# [Record excerpts]
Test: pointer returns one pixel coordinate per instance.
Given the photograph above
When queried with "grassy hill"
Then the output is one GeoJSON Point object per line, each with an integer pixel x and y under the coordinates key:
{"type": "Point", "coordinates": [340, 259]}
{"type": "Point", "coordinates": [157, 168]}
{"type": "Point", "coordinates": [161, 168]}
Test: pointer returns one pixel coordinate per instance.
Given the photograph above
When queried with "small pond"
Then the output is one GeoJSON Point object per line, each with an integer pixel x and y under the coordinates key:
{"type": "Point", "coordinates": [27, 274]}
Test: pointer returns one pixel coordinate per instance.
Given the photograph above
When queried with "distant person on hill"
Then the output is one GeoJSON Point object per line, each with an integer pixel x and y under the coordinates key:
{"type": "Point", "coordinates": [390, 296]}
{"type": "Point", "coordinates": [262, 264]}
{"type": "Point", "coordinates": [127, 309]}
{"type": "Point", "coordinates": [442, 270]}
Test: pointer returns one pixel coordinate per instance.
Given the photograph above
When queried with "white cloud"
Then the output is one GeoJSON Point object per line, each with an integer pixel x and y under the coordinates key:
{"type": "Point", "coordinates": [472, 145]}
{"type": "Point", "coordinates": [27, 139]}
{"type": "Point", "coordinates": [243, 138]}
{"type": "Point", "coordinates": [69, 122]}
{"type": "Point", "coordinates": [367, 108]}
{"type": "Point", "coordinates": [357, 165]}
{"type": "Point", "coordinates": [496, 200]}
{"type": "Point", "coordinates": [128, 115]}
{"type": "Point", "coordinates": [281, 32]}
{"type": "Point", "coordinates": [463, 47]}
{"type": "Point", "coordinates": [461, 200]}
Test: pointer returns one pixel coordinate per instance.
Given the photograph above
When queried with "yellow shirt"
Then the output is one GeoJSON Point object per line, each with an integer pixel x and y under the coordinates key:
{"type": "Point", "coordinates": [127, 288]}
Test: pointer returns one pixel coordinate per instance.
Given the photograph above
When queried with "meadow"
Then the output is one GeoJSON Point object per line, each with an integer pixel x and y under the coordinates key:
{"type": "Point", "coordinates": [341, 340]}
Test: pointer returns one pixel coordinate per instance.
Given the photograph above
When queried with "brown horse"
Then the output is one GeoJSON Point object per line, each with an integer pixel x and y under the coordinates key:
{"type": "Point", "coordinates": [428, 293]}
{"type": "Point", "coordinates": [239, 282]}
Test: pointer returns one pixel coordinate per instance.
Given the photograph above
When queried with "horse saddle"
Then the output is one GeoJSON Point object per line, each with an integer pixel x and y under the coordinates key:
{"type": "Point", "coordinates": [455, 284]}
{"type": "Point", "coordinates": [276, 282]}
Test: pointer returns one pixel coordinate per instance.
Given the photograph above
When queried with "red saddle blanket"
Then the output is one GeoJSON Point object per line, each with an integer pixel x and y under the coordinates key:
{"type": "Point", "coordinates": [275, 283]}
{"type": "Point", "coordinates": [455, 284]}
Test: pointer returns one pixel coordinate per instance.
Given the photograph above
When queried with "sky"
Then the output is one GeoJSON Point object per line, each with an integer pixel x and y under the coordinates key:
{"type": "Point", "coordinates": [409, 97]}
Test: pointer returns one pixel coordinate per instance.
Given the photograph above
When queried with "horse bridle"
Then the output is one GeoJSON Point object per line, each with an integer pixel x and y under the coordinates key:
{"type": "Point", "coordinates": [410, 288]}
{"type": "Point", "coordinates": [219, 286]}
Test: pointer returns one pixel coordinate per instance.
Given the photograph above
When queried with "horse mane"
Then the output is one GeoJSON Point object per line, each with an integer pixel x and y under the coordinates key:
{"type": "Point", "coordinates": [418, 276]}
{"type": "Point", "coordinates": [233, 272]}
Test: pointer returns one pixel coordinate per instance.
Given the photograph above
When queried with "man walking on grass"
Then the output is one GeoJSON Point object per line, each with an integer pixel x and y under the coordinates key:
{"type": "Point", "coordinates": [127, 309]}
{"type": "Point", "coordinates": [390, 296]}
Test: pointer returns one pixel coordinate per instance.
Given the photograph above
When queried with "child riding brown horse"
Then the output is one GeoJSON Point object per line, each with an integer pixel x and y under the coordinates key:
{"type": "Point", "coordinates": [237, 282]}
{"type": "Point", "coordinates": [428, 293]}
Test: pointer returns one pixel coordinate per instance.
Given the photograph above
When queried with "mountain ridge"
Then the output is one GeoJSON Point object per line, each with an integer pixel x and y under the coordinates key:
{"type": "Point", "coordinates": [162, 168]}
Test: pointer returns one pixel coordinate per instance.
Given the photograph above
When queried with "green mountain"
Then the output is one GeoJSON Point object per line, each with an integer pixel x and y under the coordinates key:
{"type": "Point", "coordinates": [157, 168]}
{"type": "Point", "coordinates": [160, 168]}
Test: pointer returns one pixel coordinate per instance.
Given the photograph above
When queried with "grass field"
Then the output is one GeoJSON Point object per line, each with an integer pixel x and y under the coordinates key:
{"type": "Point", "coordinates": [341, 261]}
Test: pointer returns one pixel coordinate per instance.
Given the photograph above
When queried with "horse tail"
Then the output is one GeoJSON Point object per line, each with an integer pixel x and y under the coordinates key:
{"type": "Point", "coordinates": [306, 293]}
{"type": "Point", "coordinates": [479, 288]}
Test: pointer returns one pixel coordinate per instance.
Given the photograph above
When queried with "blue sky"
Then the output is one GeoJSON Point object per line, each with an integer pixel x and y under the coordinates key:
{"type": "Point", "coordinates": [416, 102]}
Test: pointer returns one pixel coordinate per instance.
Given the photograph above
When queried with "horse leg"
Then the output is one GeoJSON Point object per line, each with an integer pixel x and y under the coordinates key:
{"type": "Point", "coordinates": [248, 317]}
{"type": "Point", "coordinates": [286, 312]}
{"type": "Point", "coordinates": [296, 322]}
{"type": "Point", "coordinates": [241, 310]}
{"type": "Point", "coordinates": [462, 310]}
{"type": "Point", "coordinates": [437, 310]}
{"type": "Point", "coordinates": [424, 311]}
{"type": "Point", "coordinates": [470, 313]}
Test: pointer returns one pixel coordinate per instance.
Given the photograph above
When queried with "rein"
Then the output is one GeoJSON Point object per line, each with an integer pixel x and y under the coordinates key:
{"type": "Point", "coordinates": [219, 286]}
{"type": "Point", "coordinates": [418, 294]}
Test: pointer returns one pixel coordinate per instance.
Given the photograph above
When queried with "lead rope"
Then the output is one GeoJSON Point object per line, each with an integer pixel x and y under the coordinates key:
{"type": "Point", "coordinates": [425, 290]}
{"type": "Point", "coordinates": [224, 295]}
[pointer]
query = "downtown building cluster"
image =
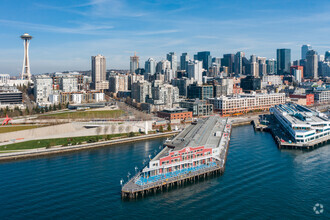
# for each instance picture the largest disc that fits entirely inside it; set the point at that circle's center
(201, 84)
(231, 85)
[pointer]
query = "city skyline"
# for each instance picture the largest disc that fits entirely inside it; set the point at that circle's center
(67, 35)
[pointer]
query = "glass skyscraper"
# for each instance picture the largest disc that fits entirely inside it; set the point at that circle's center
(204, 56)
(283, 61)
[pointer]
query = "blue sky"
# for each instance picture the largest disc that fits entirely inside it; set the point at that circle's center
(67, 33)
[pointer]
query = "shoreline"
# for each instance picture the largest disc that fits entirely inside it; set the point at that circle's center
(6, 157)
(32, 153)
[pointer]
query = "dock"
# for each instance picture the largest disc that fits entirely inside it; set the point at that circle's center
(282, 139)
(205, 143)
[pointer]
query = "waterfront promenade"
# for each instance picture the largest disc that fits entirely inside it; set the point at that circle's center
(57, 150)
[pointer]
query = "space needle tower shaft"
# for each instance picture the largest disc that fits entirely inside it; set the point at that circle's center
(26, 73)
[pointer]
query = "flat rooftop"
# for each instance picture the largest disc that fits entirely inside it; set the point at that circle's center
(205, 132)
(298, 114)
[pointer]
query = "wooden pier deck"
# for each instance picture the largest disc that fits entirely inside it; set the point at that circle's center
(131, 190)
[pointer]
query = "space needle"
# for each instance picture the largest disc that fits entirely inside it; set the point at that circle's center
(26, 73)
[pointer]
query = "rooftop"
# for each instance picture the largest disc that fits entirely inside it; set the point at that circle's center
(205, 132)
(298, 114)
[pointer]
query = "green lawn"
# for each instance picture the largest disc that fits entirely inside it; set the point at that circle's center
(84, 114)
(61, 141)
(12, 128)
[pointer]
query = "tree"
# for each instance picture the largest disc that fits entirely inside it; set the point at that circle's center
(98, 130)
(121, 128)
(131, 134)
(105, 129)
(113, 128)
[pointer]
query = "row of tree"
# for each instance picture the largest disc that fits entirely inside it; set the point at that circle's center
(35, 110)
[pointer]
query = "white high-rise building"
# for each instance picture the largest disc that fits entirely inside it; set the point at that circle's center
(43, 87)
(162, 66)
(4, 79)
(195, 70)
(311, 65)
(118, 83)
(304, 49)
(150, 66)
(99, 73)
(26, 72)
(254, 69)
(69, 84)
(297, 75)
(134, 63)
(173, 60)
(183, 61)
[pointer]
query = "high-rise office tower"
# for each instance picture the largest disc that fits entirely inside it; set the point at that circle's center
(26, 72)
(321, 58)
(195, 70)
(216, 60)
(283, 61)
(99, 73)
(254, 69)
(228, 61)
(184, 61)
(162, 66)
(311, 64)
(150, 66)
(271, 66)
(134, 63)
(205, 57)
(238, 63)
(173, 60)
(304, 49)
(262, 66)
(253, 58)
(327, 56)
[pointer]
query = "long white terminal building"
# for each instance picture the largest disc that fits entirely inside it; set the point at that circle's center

* * *

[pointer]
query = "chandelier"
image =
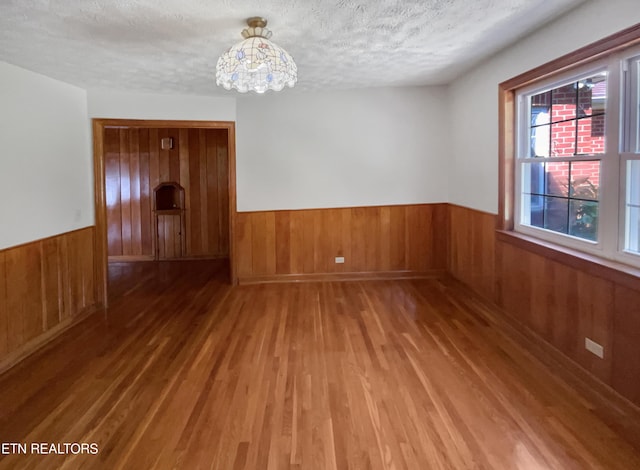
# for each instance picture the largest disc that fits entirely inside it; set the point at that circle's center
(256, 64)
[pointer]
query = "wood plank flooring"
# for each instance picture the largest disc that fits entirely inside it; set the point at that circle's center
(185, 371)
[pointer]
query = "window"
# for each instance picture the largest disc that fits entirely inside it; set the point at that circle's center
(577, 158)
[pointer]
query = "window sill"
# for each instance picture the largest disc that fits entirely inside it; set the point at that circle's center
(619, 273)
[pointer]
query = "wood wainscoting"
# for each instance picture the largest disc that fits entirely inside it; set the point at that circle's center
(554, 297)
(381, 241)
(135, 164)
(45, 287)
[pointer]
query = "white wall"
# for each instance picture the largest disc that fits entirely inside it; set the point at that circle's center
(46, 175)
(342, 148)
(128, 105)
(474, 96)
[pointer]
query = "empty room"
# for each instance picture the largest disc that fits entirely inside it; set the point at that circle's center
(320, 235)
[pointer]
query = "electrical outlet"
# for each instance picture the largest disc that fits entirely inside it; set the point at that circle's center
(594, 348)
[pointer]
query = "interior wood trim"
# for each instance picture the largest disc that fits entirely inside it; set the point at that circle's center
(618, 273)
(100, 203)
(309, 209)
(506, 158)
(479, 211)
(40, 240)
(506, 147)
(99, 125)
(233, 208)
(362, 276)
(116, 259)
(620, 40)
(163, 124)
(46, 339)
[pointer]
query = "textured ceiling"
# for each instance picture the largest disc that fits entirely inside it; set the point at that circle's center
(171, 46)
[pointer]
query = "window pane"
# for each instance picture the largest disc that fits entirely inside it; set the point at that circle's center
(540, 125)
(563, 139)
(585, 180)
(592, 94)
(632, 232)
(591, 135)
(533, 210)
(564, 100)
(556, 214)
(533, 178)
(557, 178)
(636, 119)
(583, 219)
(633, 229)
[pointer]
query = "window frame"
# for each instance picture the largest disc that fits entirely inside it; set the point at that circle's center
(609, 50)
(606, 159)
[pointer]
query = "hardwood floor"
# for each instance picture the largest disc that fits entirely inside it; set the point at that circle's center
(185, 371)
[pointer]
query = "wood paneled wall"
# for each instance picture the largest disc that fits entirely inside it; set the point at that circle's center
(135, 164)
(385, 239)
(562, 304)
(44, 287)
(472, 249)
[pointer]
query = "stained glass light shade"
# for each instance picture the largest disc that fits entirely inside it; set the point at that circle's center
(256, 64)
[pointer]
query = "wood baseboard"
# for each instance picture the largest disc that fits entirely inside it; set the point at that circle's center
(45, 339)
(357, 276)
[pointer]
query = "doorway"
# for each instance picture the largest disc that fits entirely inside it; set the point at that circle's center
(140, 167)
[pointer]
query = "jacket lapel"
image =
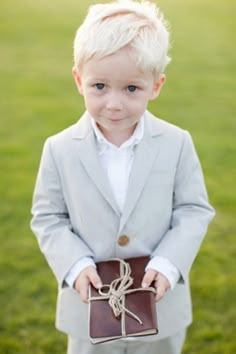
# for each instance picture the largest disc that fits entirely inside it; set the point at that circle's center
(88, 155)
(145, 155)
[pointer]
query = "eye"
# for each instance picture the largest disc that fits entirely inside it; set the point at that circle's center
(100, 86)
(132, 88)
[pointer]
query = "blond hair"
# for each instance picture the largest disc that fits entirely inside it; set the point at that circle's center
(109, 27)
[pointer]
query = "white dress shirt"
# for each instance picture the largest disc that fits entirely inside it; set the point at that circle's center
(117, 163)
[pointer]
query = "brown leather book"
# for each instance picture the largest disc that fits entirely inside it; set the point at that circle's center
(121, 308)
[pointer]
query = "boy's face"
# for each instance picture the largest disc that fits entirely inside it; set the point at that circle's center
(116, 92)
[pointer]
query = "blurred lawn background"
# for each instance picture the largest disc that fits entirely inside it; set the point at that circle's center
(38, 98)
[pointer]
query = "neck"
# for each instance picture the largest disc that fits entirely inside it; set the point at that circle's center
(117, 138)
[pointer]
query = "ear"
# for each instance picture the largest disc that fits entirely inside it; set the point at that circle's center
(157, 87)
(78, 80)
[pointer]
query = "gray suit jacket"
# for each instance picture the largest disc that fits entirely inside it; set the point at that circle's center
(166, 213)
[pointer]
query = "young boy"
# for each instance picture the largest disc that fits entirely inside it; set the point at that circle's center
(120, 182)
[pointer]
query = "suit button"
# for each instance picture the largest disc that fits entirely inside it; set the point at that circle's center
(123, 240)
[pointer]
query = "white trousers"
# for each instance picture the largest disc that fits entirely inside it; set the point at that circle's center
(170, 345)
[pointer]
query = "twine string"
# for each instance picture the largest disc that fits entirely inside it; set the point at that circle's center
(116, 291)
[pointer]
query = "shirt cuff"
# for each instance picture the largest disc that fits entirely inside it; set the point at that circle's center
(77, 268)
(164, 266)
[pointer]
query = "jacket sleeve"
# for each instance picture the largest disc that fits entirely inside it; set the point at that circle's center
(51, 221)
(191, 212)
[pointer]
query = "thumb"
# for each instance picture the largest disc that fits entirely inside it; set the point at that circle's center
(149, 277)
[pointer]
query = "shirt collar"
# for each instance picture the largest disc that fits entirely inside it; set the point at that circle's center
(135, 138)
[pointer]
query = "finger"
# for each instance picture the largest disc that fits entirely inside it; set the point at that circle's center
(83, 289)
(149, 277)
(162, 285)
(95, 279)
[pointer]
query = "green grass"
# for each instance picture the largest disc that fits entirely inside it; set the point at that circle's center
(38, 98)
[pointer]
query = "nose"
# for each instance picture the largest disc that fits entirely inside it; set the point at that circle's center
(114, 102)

--

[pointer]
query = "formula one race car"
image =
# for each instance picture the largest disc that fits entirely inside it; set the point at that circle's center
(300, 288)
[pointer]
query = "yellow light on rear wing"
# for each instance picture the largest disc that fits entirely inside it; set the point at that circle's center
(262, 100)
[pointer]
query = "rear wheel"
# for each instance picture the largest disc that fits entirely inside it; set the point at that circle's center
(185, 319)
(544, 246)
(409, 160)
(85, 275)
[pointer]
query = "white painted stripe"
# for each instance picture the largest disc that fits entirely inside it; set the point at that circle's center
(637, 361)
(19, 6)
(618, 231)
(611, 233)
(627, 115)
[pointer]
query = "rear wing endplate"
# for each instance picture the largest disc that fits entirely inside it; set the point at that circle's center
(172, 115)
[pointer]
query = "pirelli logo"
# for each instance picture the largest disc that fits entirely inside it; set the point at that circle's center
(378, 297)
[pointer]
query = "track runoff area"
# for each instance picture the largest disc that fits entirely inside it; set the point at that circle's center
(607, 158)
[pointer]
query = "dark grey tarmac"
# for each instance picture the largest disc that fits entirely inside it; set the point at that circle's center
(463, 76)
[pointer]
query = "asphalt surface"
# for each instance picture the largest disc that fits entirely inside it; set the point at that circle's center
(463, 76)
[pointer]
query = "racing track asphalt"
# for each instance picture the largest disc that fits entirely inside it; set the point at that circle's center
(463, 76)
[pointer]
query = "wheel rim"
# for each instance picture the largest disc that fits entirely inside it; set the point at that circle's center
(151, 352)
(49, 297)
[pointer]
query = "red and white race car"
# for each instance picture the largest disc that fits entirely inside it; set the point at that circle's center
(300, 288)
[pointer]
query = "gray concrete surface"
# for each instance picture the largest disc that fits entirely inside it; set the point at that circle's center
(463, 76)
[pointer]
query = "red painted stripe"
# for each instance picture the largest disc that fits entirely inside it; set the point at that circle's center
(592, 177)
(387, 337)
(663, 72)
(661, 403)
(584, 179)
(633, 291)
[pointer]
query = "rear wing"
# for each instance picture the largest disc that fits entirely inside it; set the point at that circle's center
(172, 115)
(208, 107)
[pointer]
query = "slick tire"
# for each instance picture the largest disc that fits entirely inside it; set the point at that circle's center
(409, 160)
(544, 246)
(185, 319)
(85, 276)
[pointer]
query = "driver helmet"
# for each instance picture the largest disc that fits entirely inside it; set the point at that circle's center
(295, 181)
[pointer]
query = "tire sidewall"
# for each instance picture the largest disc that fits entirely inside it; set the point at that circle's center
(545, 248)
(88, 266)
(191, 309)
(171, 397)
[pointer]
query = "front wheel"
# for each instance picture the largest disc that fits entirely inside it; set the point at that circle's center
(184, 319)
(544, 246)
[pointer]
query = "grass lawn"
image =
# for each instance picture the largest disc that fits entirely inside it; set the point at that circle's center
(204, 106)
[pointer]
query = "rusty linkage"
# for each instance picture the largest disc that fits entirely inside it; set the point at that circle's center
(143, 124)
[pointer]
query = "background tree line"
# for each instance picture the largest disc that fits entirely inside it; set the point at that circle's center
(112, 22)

# [Work to do]
Find each line in the three blocks above that contains the word "race". Copy those lines in order.

# [Answer for the task]
query = "formula one race car"
query = "red and white race car"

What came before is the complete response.